___ SUPPLIED DATA

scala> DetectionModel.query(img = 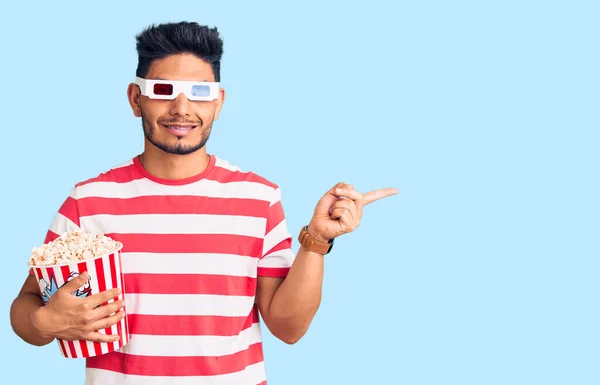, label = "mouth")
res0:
[161,124,197,136]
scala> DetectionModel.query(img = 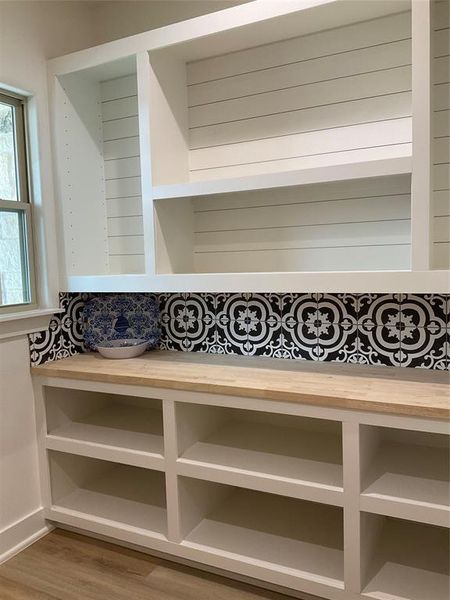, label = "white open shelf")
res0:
[149,3,412,275]
[46,388,164,470]
[50,0,449,293]
[55,56,145,275]
[179,478,343,589]
[49,451,167,537]
[361,427,450,526]
[361,514,450,600]
[153,156,412,200]
[177,404,343,505]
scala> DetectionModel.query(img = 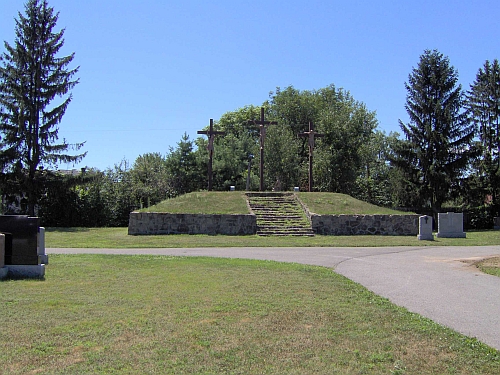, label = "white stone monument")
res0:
[37,227,49,264]
[417,216,434,241]
[437,212,466,238]
[0,234,9,280]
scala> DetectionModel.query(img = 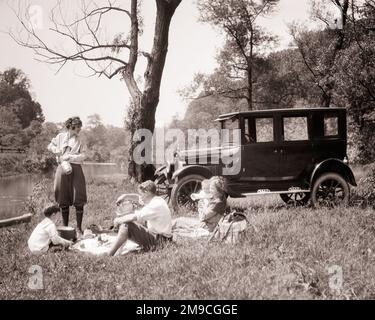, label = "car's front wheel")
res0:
[311,173,349,207]
[171,174,206,212]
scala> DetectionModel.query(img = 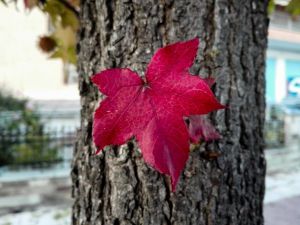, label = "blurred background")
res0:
[0,0,300,225]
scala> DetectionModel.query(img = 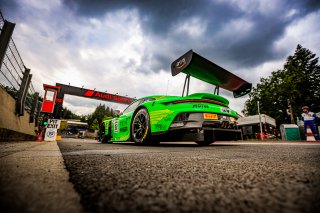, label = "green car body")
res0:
[100,50,251,145]
[102,93,241,145]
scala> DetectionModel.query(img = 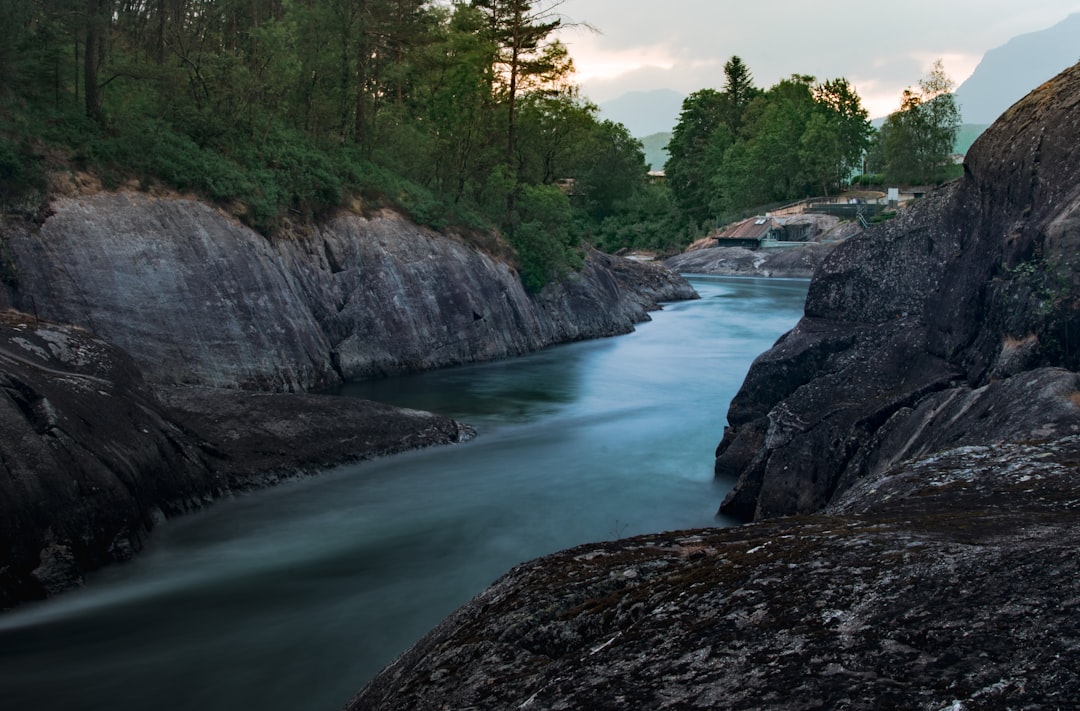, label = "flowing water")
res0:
[0,278,807,711]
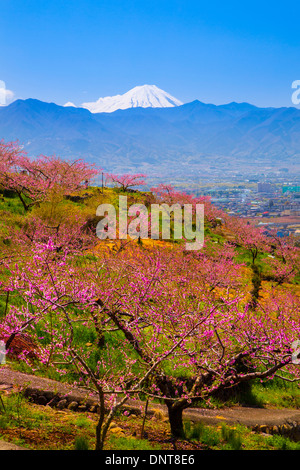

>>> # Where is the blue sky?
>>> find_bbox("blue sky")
[0,0,300,107]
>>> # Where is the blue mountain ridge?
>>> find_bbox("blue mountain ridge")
[0,99,300,171]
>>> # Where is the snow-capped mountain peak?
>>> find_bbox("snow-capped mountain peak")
[76,85,183,113]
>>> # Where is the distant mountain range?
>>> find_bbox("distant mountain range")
[0,86,300,175]
[69,85,183,113]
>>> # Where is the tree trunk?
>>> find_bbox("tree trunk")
[166,403,184,438]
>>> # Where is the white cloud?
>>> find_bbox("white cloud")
[64,101,76,108]
[0,80,15,106]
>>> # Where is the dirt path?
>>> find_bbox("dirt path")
[0,365,300,449]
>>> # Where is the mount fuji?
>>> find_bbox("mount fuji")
[65,85,183,113]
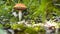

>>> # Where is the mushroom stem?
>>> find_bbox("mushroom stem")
[19,10,22,21]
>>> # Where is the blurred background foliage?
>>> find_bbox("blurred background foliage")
[0,0,60,34]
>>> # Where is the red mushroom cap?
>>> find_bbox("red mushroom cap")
[14,3,27,10]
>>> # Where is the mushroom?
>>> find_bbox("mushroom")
[14,3,27,21]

______

* AIM OF THE TASK
Copy the rows word for word, from the line containing "red mushroom cap?" through the end of the rows, including both ends.

* THE SOLUTION
>>> # Where is the red mushroom cap?
>>> find_bbox("red mushroom cap")
[14,3,27,10]
>>> # Where is the mushroom?
>>> find_bbox("mushroom")
[14,3,27,21]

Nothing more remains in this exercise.